**Exercise directions**
Exact copies of all the records below should be returned.

**Data extracts**
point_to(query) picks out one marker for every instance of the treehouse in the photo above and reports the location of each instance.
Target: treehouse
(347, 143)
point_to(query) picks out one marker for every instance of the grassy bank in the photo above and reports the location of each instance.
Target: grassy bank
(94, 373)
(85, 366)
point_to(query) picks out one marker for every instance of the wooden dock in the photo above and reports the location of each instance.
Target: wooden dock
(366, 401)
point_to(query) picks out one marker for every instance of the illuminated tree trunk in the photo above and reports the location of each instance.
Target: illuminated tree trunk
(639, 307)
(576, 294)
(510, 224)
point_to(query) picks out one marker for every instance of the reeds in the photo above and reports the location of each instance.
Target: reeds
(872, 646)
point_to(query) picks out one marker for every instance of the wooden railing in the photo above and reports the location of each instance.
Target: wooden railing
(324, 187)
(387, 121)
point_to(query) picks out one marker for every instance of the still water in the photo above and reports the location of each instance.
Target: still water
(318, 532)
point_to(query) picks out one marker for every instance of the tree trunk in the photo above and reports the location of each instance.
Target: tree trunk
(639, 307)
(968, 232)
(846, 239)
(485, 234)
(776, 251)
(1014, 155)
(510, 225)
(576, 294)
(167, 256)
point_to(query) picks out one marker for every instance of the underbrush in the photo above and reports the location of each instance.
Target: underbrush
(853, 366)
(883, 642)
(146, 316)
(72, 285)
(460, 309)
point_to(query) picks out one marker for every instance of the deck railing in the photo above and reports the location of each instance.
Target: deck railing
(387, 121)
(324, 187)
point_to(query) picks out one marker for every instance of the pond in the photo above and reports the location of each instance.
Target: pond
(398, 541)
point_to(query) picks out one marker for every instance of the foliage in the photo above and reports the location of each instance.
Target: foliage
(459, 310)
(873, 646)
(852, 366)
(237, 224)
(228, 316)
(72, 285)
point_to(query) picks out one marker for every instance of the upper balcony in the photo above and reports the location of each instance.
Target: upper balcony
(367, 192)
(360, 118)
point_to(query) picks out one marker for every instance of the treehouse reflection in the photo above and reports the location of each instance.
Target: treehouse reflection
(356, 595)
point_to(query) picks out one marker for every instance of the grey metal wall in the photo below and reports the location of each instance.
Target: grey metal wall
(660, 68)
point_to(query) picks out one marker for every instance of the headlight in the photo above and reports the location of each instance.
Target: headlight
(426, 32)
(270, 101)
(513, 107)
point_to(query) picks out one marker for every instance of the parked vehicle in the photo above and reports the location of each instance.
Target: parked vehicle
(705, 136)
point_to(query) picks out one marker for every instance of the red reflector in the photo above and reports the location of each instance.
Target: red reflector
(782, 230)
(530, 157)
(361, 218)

**Solution for this exercise**
point_to(query) picks out one marker for every instance of the treehouse in the photo above and reports the location of each instance.
Target: treehouse
(347, 143)
point_to(query) picks out one marker for every instance of the grassy bank in the photo above and reports the location of each instance.
Target: grassy bank
(94, 373)
(85, 366)
point_to(query) picks out one marker for every instance of the wooden dock in the photo above and reports the location of each instance.
Target: wooden dock
(366, 401)
point_to(query) picks out one marker for every instance of the illuminated tree trunk in the photo above and reports the location of each instance.
Target: illuminated tree trunk
(639, 307)
(576, 294)
(510, 224)
point_to(query) picks out one marker for every instance of the reeds in the photo above and reports the location of each instance.
Target: reeds
(872, 646)
point_to(query) picks out one marker for every instance of the wooden railing in the photo above and reports the location of each instance.
Target: wooden railing
(324, 187)
(387, 121)
point_to(query) picks out one marker for every instance of the still water in the photo above and reports the location of each instance.
Target: still water
(318, 532)
point_to(query) picks out one marker for every instance of the tree trunk in the photo above and reports the location of each instance.
Target: tree trunk
(639, 307)
(968, 232)
(846, 239)
(485, 234)
(776, 251)
(1014, 155)
(510, 225)
(576, 294)
(167, 256)
point_to(query) picks out one marker for every instance of the underbrush in the photo above and reports the location of each instance.
Target: underbrush
(853, 366)
(883, 642)
(146, 316)
(72, 285)
(460, 309)
point_to(query) picks out one marker for every instance of the deck railing in the photo above and reports the location of each instance.
Target: deck railing
(387, 121)
(324, 187)
point_to(query) picks out one marker for every instance of the pond in the photo above and reports the location of each instance.
Target: pond
(398, 541)
point_to(query) picks out one marker for every instance of the foliage in the photo above and reports the location of each instance.
Target: foliage
(459, 310)
(873, 646)
(852, 366)
(237, 224)
(228, 316)
(72, 285)
point_to(query) picks out one marker for every instance of the upper balcony in the photo above and reports the location of each instance.
Target: upper balcony
(367, 192)
(360, 118)
point_to(query) picks out one marker for every instance of the treehouse reflection in the photo above and reports the location of each instance.
Target: treehouse reflection
(356, 595)
point_to(query) picks out one marker for every instance of the grey metal wall in the photo below and reports the location of each instance.
Target: grey metal wall
(660, 68)
point_to(query) picks out one marker for every instance of the headlight in the photo above and reports the location of each instance.
Target: headlight
(426, 32)
(270, 101)
(513, 107)
point_to(query) picks out one marker for every instance of the parked vehicle in the photo above and reports the location of each instance.
Target: parked vehicle
(705, 136)
point_to(query) picks out one marker for every instance of the red reflector in the photo above and reports the location of each instance.
Target: red reflector
(782, 230)
(530, 157)
(361, 218)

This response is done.